* _Quoted passage_:
-- BEGIN --

If you treat your most important part of your business – namely the customers – poorly, you will most certainly face serious consequences. As Cato Institute’s Michael D. Tanner pointed out in an article published in National Review,
The market — not government — is often the best mechanism for addressing business misconduct. … In response, Mun[o]z [the CEO of United Airlines] has now apologized. But more significantly, United will change its procedures. [2] … It was the pressure brought by individual consumers and investors acting on their preferences (and self-interest) in a free market [that brought about the pushback against the status quo].
Sometimes, in the past, people might just have been dissatisfied with the poor service they received and bite the bullet. Maybe some of those displeased clients angrily called to the customer service, some might have told their friends and acquaintances about their hardships, and maybe, just maybe, a couple of people had the guts to call to the local newspaper about the unfortunate incident.
As for today, the power of gatekeepers in their capacity to control the public debate is waning as people can be and set up their own media. Daniel Miles’ story about the numerous difficulties encountered with a Finnish insurance company in early 2012 is very revealing as it brings to the fore a great change how consumers can almost singlehandedly force radical transparency upon virtually any business of their choosing. It’s not hard to set up your blog or Twitter account and start telling your part of the story. It’s very hard to control this kind of online narrative if the other side is being very reactive.

-- END --

* _Set exercise A_:
Translate this sentence from the article on consumer power into Spanish: "It's not hard to set up your blog or Twitter account and start telling your part of the story."

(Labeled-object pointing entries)
-- BEGIN --

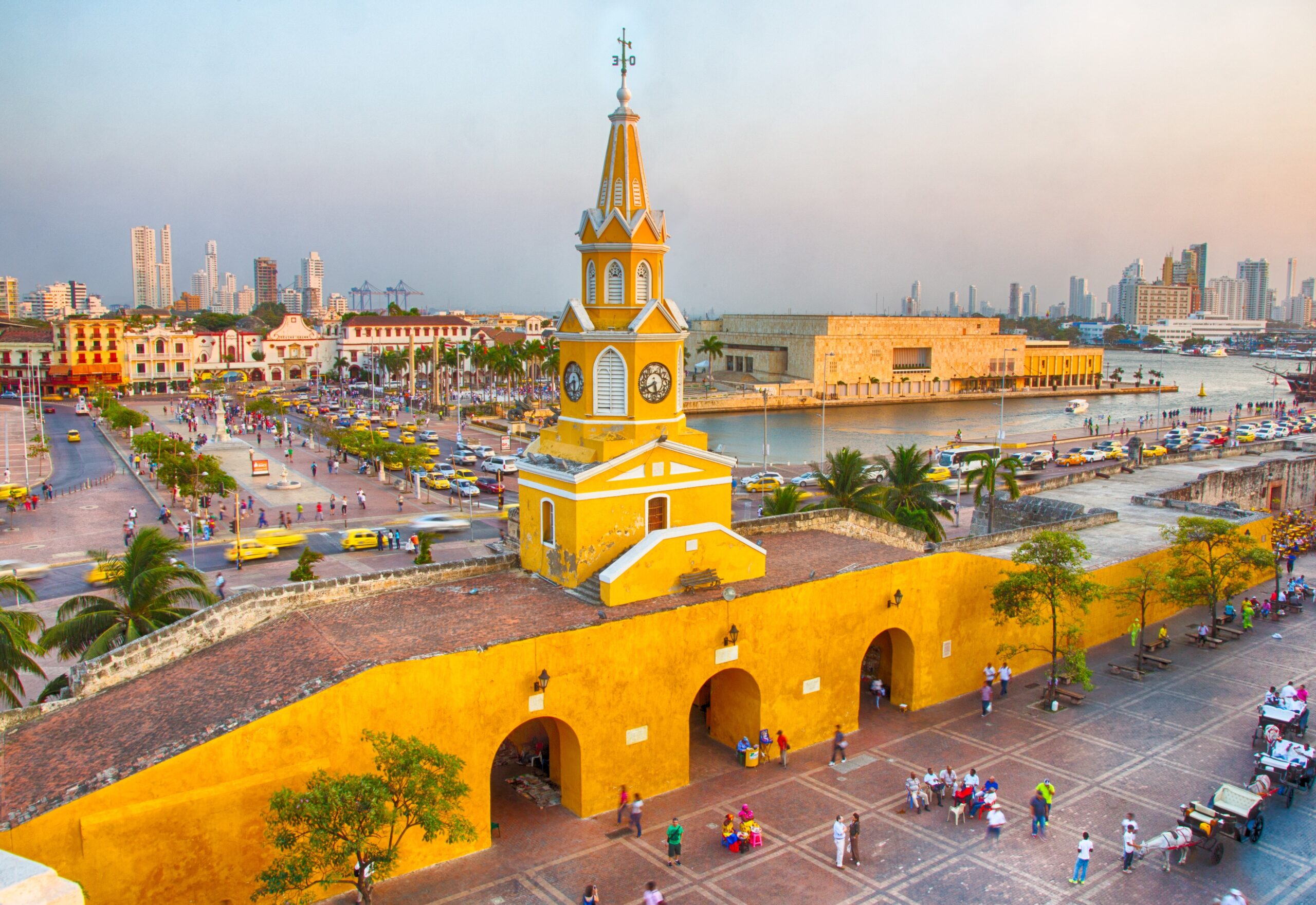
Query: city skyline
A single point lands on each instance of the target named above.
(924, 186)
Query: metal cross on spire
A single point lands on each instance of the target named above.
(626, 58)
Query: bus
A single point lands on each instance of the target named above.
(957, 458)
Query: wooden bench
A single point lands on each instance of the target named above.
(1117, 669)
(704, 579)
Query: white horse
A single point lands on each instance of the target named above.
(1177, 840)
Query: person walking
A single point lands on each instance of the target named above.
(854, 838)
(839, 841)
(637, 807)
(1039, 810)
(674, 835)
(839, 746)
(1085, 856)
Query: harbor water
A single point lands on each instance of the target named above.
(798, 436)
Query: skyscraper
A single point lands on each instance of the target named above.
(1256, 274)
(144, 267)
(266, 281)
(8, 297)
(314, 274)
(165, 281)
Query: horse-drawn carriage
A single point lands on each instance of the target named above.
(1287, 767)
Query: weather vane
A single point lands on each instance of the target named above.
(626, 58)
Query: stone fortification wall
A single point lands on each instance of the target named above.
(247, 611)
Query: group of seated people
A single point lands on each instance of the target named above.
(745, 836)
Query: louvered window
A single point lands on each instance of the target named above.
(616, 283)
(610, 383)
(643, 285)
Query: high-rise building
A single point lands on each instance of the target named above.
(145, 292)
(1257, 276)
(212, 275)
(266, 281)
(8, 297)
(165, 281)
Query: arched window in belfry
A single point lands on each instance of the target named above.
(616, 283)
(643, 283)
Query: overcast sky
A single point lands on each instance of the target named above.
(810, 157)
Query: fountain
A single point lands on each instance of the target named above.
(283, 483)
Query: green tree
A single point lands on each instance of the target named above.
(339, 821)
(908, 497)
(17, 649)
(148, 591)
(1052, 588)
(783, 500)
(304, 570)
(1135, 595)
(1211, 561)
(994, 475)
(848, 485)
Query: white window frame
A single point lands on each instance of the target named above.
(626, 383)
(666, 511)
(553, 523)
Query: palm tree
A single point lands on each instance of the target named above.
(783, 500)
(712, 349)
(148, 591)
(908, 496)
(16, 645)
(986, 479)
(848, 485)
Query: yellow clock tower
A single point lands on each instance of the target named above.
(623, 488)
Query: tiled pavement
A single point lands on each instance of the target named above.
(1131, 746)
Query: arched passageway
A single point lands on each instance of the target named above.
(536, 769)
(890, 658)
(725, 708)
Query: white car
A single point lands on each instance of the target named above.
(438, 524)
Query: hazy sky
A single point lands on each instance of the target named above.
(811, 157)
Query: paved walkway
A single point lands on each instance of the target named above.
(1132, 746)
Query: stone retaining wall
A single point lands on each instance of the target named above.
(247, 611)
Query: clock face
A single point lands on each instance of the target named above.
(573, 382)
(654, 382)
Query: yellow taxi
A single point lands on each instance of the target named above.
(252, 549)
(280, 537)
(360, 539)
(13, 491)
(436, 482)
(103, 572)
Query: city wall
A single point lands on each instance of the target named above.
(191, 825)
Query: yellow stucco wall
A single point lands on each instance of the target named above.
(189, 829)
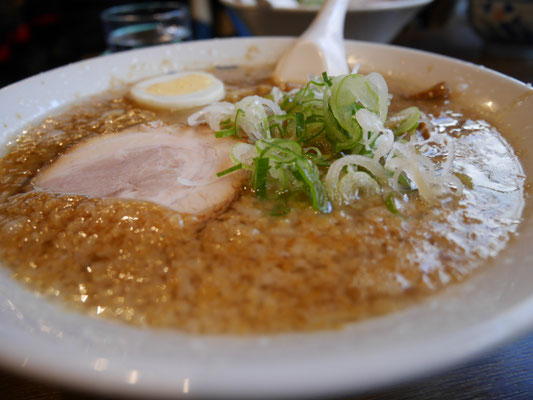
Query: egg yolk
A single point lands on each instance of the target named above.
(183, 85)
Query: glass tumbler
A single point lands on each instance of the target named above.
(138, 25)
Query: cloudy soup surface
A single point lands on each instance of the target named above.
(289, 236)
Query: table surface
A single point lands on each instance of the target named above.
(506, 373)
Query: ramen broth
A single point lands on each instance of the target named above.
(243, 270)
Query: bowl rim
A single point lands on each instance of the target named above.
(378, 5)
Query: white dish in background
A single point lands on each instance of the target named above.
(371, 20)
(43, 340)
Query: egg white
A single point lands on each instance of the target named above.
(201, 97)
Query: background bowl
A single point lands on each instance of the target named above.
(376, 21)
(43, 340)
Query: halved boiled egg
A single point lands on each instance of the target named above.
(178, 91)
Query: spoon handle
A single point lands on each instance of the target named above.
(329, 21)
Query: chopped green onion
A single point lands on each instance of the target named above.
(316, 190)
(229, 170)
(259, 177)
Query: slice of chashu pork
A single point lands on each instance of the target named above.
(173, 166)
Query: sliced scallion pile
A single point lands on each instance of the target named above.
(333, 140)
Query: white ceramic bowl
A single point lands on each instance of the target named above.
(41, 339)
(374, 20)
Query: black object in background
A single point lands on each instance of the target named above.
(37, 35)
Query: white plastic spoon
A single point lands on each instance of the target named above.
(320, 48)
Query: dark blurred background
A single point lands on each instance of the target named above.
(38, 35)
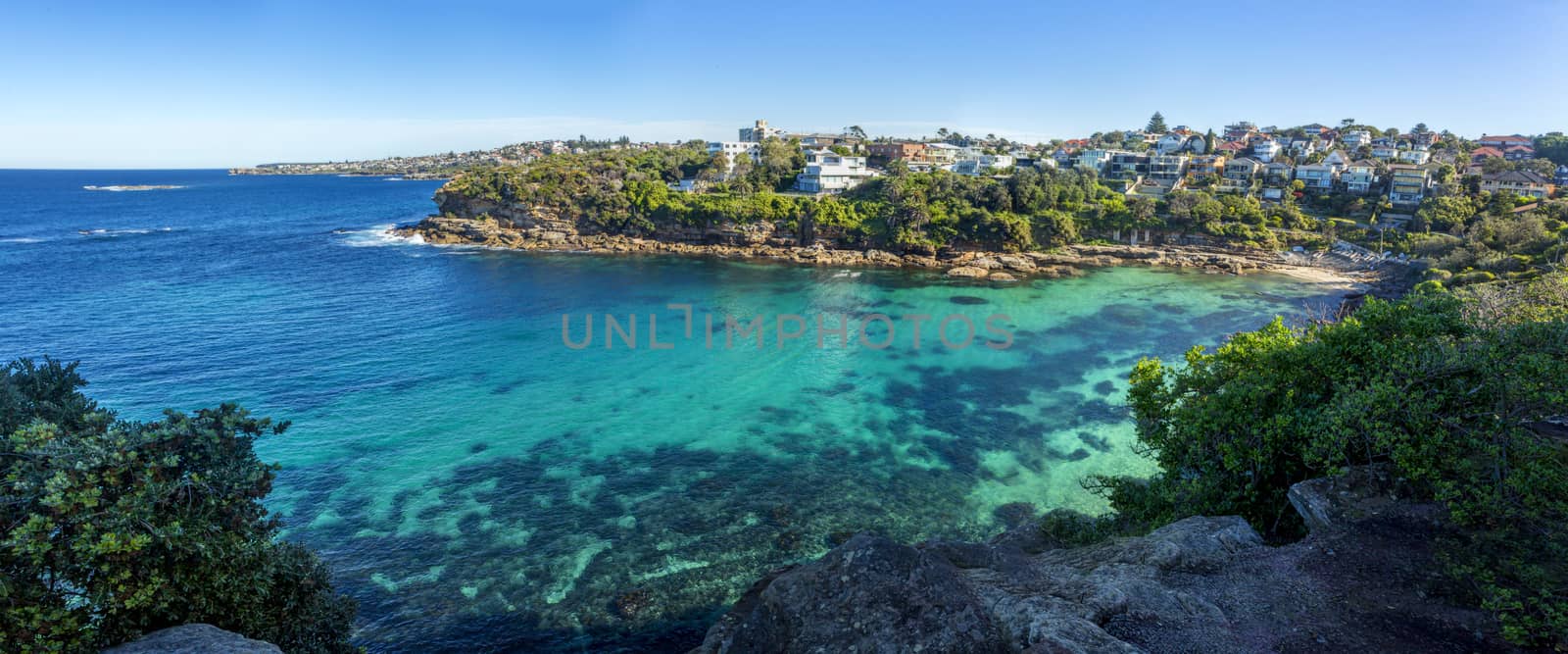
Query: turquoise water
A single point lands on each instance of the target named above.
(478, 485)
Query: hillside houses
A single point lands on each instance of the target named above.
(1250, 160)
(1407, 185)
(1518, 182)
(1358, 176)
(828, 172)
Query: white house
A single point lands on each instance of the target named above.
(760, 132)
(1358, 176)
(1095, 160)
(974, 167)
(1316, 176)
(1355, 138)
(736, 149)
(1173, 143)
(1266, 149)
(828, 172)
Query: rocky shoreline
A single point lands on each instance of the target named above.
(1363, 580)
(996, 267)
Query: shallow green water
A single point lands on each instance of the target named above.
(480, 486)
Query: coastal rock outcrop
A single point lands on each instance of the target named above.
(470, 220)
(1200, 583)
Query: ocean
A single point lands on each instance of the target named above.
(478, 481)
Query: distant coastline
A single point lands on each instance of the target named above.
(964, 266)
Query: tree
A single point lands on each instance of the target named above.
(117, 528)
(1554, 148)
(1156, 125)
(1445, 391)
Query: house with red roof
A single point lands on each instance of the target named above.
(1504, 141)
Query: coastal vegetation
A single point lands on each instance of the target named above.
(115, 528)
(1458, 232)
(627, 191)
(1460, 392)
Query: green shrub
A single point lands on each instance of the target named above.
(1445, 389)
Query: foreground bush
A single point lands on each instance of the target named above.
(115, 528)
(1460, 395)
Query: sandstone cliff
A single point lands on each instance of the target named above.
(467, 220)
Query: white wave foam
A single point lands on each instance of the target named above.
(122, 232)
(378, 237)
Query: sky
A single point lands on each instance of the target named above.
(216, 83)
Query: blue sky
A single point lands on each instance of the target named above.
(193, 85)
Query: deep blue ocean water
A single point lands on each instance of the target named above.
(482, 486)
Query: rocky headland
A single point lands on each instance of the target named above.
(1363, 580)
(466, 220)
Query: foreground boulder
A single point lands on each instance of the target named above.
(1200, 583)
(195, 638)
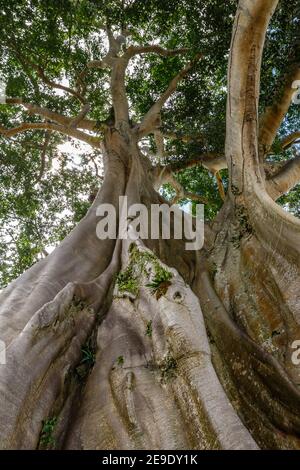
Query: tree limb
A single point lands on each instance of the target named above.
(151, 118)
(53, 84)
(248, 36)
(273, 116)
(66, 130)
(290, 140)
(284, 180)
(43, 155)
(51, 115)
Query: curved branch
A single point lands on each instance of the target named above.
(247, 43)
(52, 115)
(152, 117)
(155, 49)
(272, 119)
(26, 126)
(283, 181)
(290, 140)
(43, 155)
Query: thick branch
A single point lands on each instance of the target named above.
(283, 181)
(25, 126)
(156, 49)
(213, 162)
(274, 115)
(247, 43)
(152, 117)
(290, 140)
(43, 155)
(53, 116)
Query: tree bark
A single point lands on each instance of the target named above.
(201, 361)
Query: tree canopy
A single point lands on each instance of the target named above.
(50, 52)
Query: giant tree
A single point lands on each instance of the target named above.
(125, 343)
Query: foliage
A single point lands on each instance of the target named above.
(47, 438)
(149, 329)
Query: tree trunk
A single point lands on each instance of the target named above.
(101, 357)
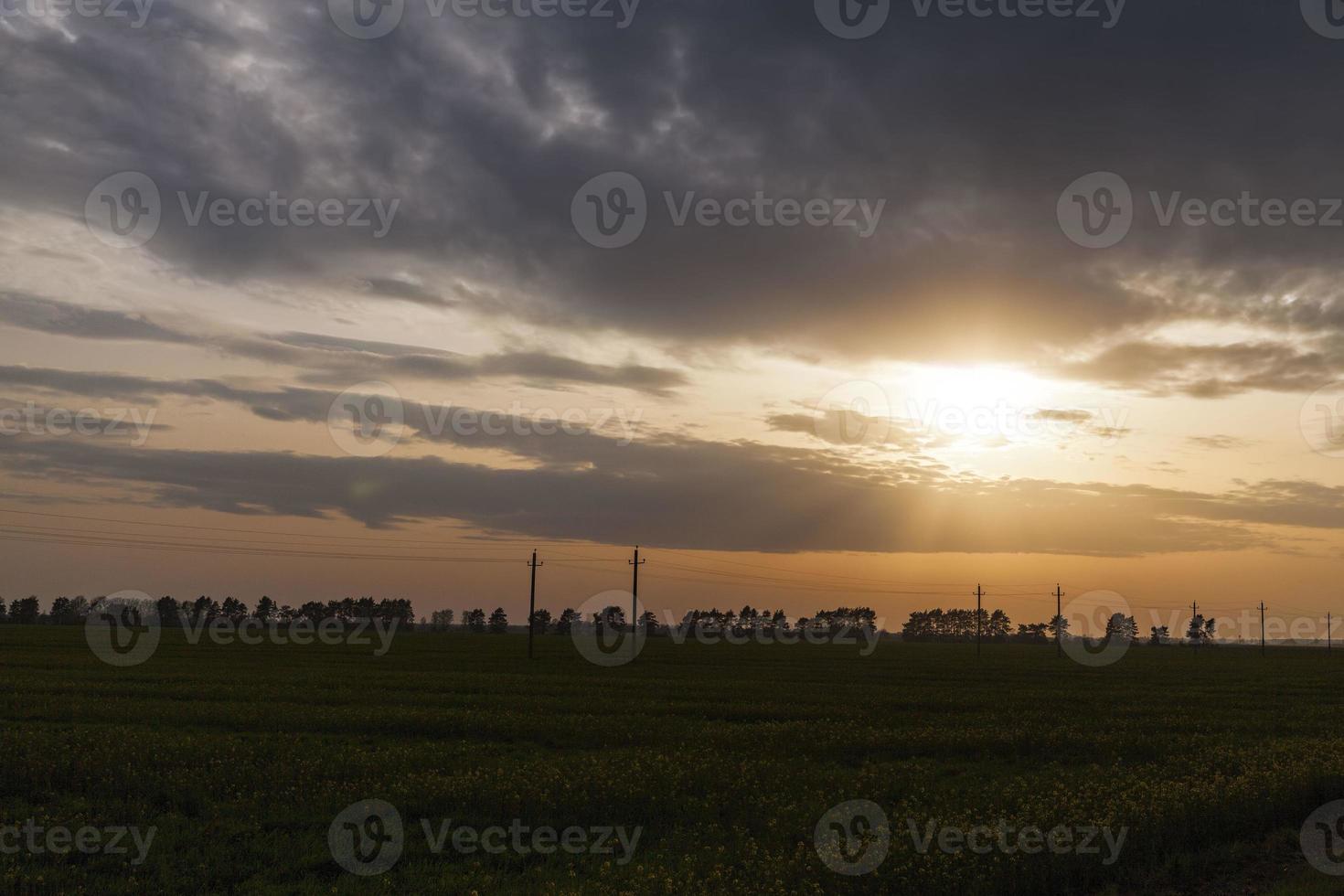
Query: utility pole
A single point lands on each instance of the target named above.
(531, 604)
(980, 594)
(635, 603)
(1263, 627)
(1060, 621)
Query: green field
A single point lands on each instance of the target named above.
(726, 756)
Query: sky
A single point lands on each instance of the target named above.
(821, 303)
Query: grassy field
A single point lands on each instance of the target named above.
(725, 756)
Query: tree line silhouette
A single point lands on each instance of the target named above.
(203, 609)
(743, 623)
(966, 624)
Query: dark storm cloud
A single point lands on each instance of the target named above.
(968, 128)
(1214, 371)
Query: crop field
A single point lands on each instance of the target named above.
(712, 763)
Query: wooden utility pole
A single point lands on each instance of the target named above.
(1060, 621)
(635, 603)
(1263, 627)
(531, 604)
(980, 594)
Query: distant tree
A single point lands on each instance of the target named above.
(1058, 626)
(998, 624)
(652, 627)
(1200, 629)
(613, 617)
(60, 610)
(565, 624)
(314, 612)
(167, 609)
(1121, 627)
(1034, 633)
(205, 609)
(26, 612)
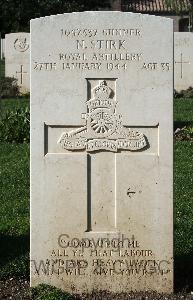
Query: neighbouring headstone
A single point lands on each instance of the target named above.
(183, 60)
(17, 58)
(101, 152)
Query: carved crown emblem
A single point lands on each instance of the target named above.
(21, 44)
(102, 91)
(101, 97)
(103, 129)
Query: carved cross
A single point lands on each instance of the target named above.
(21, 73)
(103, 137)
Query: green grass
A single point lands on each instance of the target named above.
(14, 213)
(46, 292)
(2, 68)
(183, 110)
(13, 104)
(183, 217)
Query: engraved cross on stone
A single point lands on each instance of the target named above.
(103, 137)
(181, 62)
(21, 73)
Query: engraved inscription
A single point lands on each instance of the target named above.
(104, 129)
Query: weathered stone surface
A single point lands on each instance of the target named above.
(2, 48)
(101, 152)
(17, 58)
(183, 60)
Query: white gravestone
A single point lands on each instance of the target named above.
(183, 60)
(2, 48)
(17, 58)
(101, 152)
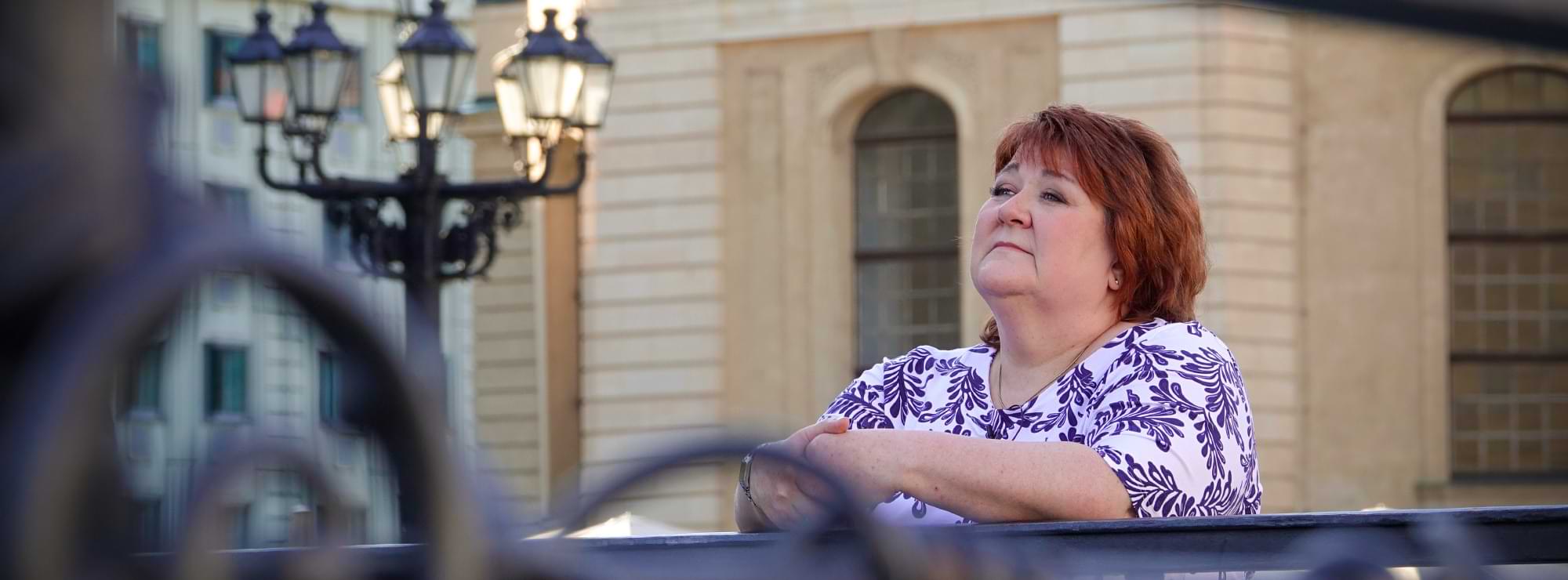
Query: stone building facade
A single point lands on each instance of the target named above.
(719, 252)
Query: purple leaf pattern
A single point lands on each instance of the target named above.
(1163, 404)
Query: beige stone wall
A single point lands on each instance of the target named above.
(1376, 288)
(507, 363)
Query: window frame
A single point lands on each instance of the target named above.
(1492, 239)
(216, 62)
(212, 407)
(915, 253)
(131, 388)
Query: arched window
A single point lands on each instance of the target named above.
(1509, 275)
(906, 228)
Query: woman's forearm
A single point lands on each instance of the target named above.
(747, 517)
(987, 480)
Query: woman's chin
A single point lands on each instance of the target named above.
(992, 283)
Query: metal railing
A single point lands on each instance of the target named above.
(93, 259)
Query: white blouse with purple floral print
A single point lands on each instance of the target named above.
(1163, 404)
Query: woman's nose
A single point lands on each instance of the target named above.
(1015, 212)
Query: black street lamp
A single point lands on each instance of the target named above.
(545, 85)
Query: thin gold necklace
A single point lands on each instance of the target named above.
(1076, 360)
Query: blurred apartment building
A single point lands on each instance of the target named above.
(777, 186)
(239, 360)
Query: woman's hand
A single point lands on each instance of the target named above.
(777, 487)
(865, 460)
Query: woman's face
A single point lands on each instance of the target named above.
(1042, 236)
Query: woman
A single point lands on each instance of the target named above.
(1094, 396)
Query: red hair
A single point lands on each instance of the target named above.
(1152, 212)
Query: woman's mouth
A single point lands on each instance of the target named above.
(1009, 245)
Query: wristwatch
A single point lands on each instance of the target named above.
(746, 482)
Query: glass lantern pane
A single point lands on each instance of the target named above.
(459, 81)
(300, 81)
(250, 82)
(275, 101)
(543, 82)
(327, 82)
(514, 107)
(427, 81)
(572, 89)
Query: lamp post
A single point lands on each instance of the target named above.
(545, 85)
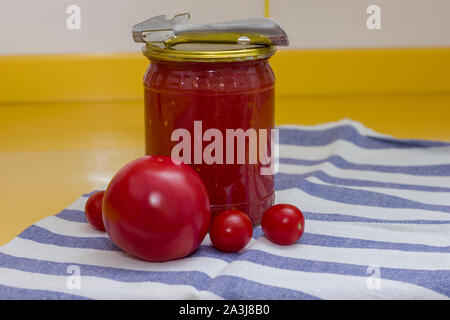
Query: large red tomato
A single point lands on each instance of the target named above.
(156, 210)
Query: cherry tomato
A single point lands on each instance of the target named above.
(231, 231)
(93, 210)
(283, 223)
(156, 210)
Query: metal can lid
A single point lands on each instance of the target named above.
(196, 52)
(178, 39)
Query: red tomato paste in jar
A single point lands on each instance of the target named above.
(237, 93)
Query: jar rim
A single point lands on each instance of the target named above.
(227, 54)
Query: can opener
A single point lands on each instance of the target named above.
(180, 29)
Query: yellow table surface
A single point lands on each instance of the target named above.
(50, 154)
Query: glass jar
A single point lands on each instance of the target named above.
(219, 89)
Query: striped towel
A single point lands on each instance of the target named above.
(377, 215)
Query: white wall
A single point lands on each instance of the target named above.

-- END --

* _Set exercise B_:
Give the lines of the records from the line with "Query: woman's chin" to the line with "(1076, 360)", both included, as a JSON list of strings with one string per line and blank lines left out.

* _Full response A_:
No es difícil crear tu blog o tu cuenta de Twitter y empezar a contar tu versión de la historia.

* _Full response B_:
[
  "Query: woman's chin",
  "A single point lands on each instance of the target named above.",
  "(992, 283)",
  "Query: metal railing",
  "A single point lands on each instance of the target named above.",
  "(93, 259)",
  "Query: white blouse with purple floral print",
  "A single point lands on each instance of the target named above.",
  "(1163, 404)",
  "Query: woman's nose",
  "A single point lands on each instance of the target named above.",
  "(1015, 212)",
  "Query: black street lamp",
  "A single point lands on each instance of the target named above.",
  "(545, 85)",
  "Query: thin gold necklace",
  "A single point lands on each instance of the target named above.",
  "(1076, 360)"
]